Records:
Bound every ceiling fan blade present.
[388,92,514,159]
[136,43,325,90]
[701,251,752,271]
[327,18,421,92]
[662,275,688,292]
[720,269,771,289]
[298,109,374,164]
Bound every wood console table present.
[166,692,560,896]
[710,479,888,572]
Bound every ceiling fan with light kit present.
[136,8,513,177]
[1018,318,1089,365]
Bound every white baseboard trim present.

==

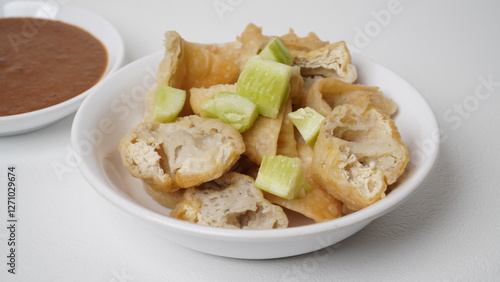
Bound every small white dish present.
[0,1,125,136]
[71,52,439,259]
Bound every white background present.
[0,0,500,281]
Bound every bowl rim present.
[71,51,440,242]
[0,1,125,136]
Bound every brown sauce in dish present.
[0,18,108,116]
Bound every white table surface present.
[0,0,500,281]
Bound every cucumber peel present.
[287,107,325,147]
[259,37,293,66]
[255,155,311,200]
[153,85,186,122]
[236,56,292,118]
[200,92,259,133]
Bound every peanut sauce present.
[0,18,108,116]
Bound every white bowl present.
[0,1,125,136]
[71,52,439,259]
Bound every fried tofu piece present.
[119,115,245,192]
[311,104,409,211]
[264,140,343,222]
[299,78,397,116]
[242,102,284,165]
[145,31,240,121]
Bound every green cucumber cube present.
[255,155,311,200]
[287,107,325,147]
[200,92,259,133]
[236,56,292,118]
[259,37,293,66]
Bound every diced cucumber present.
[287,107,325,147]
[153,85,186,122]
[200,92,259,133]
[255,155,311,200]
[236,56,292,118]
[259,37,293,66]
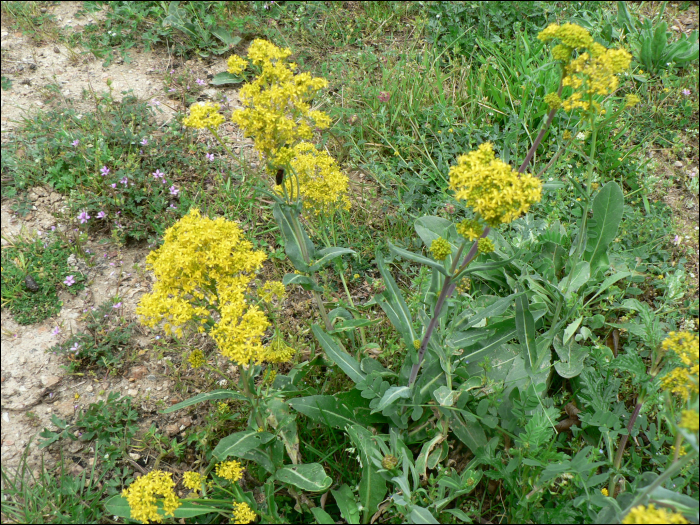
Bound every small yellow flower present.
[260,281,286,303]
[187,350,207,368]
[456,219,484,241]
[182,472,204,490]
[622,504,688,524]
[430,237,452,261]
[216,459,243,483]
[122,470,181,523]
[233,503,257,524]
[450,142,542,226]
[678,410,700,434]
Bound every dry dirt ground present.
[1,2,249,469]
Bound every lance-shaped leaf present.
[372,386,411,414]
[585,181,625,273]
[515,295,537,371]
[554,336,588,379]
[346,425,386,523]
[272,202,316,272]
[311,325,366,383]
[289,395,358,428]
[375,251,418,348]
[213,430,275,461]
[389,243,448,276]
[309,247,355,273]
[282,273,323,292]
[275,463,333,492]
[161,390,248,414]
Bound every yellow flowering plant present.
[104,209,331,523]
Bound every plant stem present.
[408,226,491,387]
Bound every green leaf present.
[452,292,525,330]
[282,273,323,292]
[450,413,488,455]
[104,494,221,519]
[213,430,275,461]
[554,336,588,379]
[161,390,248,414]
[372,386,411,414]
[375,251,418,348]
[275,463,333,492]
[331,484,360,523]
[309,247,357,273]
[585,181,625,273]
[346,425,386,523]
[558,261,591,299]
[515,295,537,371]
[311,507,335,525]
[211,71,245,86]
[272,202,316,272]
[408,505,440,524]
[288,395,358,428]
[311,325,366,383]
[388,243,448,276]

* * *

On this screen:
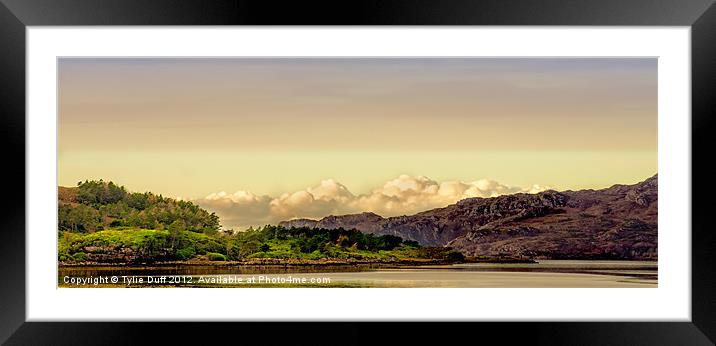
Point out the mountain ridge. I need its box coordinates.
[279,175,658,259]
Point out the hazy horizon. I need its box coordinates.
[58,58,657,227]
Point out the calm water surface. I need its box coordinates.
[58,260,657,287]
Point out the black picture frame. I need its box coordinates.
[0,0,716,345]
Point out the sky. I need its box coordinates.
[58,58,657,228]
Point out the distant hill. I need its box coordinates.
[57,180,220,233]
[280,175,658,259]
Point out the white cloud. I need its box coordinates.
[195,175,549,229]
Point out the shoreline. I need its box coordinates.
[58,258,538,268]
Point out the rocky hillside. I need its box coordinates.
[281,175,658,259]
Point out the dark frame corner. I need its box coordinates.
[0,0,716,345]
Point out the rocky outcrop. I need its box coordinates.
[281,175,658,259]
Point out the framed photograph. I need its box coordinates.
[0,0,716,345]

■ **THE REQUEST**
Starting at the listing line containing "Bound every ceiling fan blade present." and ending after the line containing "[1018,318,1089,365]", give those lines again, substituting "overhead fan" for "ceiling fan" and leaving everything else unchanged.

■ **WRITTEN ANSWER**
Bound every overhead fan blade present.
[388,92,514,159]
[136,43,325,90]
[701,251,752,271]
[327,18,421,92]
[662,275,688,292]
[720,269,771,289]
[298,109,374,164]
Bound every wood console table present.
[166,692,560,896]
[710,479,888,572]
Bound every overhead fan with light kit present.
[136,8,513,177]
[1018,318,1089,365]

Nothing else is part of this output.